Can you reproduce every one of the records below word for word, changing nothing?

◆ Dataset excerpt:
........
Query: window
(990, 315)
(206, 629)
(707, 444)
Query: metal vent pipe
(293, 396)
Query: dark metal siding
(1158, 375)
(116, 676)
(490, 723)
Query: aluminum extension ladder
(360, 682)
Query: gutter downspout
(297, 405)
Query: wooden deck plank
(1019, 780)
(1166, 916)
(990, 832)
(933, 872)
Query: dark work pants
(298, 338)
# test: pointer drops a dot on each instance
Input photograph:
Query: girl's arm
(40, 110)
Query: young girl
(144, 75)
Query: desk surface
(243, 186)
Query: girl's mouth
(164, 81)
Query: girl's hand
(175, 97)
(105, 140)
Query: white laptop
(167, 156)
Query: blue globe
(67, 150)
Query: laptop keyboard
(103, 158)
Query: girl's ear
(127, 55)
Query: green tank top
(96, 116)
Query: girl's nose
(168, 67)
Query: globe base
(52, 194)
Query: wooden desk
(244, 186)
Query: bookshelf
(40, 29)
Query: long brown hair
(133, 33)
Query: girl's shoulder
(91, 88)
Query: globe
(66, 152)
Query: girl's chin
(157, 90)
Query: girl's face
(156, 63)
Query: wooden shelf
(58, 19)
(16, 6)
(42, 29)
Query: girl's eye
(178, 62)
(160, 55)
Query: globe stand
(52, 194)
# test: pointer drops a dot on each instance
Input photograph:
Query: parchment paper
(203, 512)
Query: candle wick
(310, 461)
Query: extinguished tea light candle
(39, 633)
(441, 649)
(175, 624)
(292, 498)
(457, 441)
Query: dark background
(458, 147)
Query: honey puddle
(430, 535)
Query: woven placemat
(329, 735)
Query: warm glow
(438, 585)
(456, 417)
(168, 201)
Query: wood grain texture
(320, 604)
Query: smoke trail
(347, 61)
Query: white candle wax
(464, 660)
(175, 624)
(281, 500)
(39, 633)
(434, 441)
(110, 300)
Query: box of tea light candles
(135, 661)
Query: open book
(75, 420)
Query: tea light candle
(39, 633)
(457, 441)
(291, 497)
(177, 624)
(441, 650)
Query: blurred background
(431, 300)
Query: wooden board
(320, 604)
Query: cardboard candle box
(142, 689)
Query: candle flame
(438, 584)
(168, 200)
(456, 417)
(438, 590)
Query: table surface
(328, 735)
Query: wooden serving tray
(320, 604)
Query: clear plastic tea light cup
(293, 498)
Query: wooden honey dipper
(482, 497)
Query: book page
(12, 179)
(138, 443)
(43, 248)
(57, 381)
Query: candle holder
........
◆ RESULT FOR THIS TASK:
Query: window
(990, 315)
(206, 629)
(707, 444)
Query: metal vent pipe
(293, 396)
Query: dark metal siding
(1158, 375)
(116, 676)
(490, 723)
Query: aluminum extension ladder
(360, 682)
Query: gutter downspout
(297, 405)
Query: wooden deck plank
(1019, 780)
(1166, 916)
(990, 832)
(933, 872)
Query: dark work pants
(298, 338)
# test: pointer drops a dot on each instance
Input photograph:
Query: girl's arm
(40, 110)
Query: young girl
(144, 75)
Query: desk surface
(243, 186)
Query: girl's mouth
(164, 81)
Query: girl's hand
(175, 97)
(105, 140)
Query: white laptop
(167, 156)
Query: blue globe
(67, 150)
Query: laptop keyboard
(103, 158)
Query: girl's ear
(127, 55)
Query: green tank top
(96, 116)
Query: girl's nose
(168, 67)
Query: globe base
(52, 194)
Query: wooden desk
(244, 186)
Query: bookshelf
(40, 29)
Query: long brown hair
(133, 33)
Query: girl's shoulder
(91, 88)
Query: globe
(66, 152)
Query: girl's chin
(157, 90)
Query: girl's face
(156, 63)
Query: wooden shelf
(58, 19)
(16, 6)
(42, 29)
Query: girl's eye
(178, 62)
(160, 55)
Query: globe stand
(52, 194)
# test: pointer drops a dot on each instance
Input photograph:
Query: parchment paper
(203, 512)
Query: candle wick
(310, 461)
Query: extinguished tea light candle
(39, 633)
(441, 649)
(175, 624)
(292, 498)
(457, 441)
Query: dark background
(458, 147)
Query: honey puddle
(430, 535)
Query: woven placemat
(329, 735)
Query: warm glow
(438, 585)
(456, 417)
(168, 201)
Query: wood grain texture
(320, 604)
Query: smoke trail
(347, 61)
Query: white candle wax
(464, 660)
(175, 624)
(281, 500)
(39, 633)
(434, 441)
(110, 300)
Query: box of tea light candles
(135, 661)
Query: open book
(75, 420)
Query: tea light candle
(39, 633)
(457, 441)
(291, 497)
(177, 624)
(441, 650)
Query: blurred background
(431, 300)
Query: wooden board
(320, 604)
Query: cardboard candle box
(142, 689)
Query: candle flame
(438, 584)
(168, 200)
(456, 417)
(438, 590)
Query: table surface
(328, 735)
Query: wooden serving tray
(320, 604)
Query: clear plastic tea light cup
(293, 498)
Query: wooden honey dipper
(482, 497)
Query: book page
(12, 179)
(138, 443)
(43, 248)
(57, 381)
Query: candle holder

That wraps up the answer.